→ DOCUMENT SECTION:
Hidden Markov Models

A Hidden Markov Model is a Markov chain whose states cannot be observed directly — instead, you see noisy observations conditioned on the state. HMMs are the canonical model for sequence data with discrete latent dynamics: speech recognition (1980s–2010s), part-of-speech tagging, gene-finding, and time-series segmentation. They illustrate the three classical inference problems — filtering, smoothing, and learning — in their cleanest form.

The model

An HMM has three components:

Transition probabilities $A_{i j} = P (z_{t + 1} = j ∣ z_{t} = i)$ over $K$ hidden states.
Emission probabilities $B_{i} (x) = P (x_{t} ∣ z_{t} = i)$ . Common choices: categorical (discrete observations), Gaussian (continuous), or mixture of Gaussians.
Initial distribution $π_{i} = P (z_{1} = i)$ .

The joint over hidden states $z_{1 : T}$ and observations $x_{1 : T}$ factorises as

P (x_{1 : T}, z_{1 : T}) = π_{z_{1}} B_{z_{1}} (x_{1}) \prod_{t = 1}^{T - 1} A_{z_{t}, z_{t + 1}} B_{z_{t + 1}} (x_{t + 1}) .

The conditional independence structure: $z_{t + 1} ⊥ z_{1 : t - 1} ∣ z_{t}$ , and $\mathbf{x}_t \perp $ everything else $∣ z_{t}$ .

Three classical problems

Rabiner's A Tutorial on Hidden Markov Models (1989) is the canonical reference. Three computations cover all the use cases:

Likelihood / Filtering — given parameters $θ = (A, B, π)$ and observations $x_{1 : T}$ , compute $P (x_{1 : T} ∣ θ)$ and $P (z_{t} ∣ x_{1 : t})$ . Forward algorithm.

→ MATERIAL:
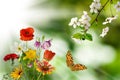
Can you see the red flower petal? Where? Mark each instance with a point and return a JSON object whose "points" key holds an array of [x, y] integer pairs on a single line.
{"points": [[48, 55], [26, 34], [11, 56]]}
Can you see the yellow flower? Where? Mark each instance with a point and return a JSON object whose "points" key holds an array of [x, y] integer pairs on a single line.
{"points": [[30, 54], [17, 72]]}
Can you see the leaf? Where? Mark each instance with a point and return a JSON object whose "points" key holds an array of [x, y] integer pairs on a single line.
{"points": [[77, 36], [88, 37]]}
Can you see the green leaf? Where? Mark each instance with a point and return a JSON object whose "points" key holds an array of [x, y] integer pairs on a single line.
{"points": [[88, 37], [77, 36]]}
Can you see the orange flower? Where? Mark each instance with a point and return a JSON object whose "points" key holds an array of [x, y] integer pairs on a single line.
{"points": [[26, 34], [48, 55], [44, 67], [11, 56]]}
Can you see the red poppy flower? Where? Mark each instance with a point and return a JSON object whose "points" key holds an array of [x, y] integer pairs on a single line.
{"points": [[26, 34], [48, 55], [11, 56]]}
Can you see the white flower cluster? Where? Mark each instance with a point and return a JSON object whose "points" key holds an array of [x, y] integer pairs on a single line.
{"points": [[117, 6], [74, 22], [95, 6], [104, 32], [82, 22], [109, 19]]}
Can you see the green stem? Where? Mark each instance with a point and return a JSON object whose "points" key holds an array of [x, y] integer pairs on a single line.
{"points": [[39, 76], [100, 12]]}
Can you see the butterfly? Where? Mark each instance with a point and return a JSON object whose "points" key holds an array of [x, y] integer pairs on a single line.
{"points": [[71, 65]]}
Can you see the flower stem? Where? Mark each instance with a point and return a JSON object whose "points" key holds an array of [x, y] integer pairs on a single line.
{"points": [[100, 12], [39, 76]]}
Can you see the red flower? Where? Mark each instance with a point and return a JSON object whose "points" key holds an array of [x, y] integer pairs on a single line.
{"points": [[11, 56], [48, 55], [26, 34]]}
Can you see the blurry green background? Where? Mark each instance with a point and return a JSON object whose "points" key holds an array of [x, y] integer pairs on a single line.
{"points": [[101, 56]]}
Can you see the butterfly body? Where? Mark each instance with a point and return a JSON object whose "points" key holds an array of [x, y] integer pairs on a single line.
{"points": [[71, 65]]}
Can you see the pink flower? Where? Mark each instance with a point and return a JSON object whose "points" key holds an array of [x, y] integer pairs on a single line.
{"points": [[48, 55], [46, 44]]}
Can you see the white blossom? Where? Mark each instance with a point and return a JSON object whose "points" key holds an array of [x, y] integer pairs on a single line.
{"points": [[104, 32], [17, 47], [74, 22], [109, 19], [84, 20], [117, 6], [95, 6]]}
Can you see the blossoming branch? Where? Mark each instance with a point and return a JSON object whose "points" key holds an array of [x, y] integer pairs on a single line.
{"points": [[85, 22]]}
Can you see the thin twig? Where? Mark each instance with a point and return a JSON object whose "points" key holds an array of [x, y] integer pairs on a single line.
{"points": [[99, 12]]}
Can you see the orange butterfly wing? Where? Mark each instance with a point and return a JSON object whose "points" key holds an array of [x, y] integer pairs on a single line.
{"points": [[71, 65], [69, 59]]}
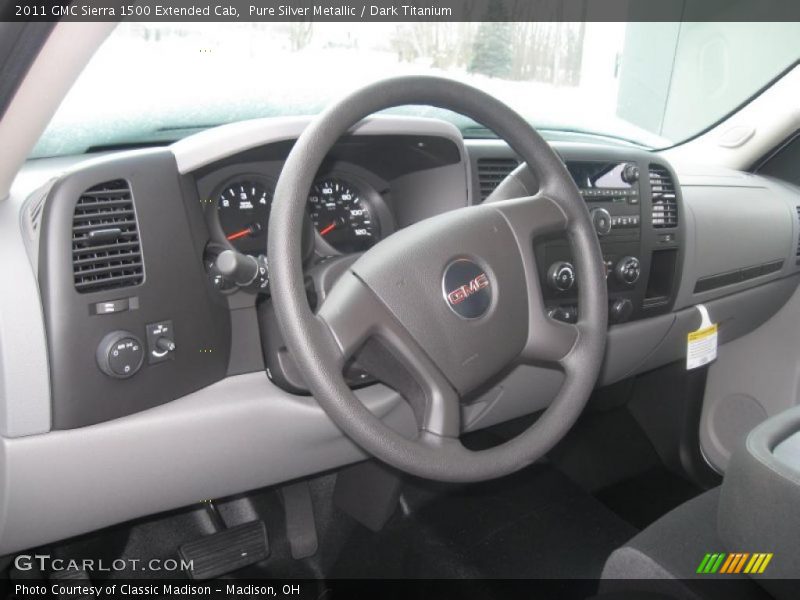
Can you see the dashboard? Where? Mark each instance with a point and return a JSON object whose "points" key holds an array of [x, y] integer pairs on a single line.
{"points": [[154, 360]]}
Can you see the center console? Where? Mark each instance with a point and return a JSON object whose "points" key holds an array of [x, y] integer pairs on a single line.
{"points": [[634, 206]]}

→ JOBS:
A: Quote the Hidden Markov Models text starting with "A Hidden Markov" and going on through "mixture of Gaussians.".
B: Write what comes next in the Hidden Markov Models text, picking up after its last sentence.
The lines above are separate material from the Hidden Markov Models text.

→ RESPONSE LIST:
A:
A Hidden Markov Model is a Markov chain whose states cannot be observed directly — instead, you see noisy observations conditioned on the state. HMMs are the canonical model for sequence data with discrete latent dynamics: speech recognition (1980s–2010s), part-of-speech tagging, gene-finding, and time-series segmentation. They illustrate the three classical inference problems — filtering, smoothing, and learning — in their cleanest form.

The model

An HMM has three components:

Transition probabilities $A_{i j} = P (z_{t + 1} = j ∣ z_{t} = i)$ over $K$ hidden states.
Emission probabilities $B_{i} (x) = P (x_{t} ∣ z_{t} = i)$ . Common choices: categorical (discrete observations), Gaussian (continuous), or mixture of Gaussians.

B:
Decoding — find the most likely hidden sequence: $\arg max_{z_{1 : T}} P (z_{1 : T} ∣ x_{1 : T})$ . Viterbi algorithm.
Learning — estimate $θ$ from observations alone. Baum-Welch (EM).

Each is $O (K^{2} T)$ — quadratic in the number of states, linear in time.

Forward algorithm

Define $α_{t} (i) = P (x_{1 : t}, z_{t} = i)$ . Recurrence:

α_{t + 1} (j) = B_{j} (x_{t + 1}) \sum_{i = 1}^{K} α_{t} (i) A_{i j} .

Initialise $α_{1} (i) = π_{i} B_{i} (x_{1})$ . The total likelihood is $P (x_{1 : T}) = \sum_{i} α_{T} (i)$ . The filtering posterior is $P (z_{t} = i ∣ x_{1 : t}) \propto α_{t} (i)$ .

Viterbi algorithm

Replace sum with max:

δ_{t + 1} (j) = B_{j} (x_{t + 1}) max_{i} δ_{t} (i) A_{i j} .

Track back-pointers and recover the optimal sequence by following them from $\arg max_{j} δ_{T} (j)$ backward. Viterbi is dynamic programming on the trellis of state-time pairs — the same structure that powers CTC decoding and beam search.

Baum-Welch — EM for HMMs

When $θ$ is unknown, fit by EM. The E-step computes posterior state occupancies $γ_{t} (i) = P (z_{t} = i ∣ x, θ^{old})$ and transition counts $ξ_{t} (i, j) = P (z_{t} = i, z_{t + 1} = j ∣ x, θ^{old})$ via forward-backward (forward $α$ + backward $β$ ).

The M-step updates parameters by averaging:

A_{i j} \propto \sum_{t} ξ_{t} (i, j), B_{i} (x_{k}) \propto \sum_{t : x_{t} = x_{k}} γ_{t} (i), π_{i} = γ_{1} (i) .

Each iteration monotonically increases the data likelihood. As with any EM, multiple restarts and good initialisation (e.g., k-means on Gaussian emissions) matter.

What HMMs were used for

Speech recognition — phoneme HMMs were the foundation of every commercial ASR system from the 1980s through the 2010s, before end-to-end neural models took over (DeepSpeech, RNN-T, Whisper).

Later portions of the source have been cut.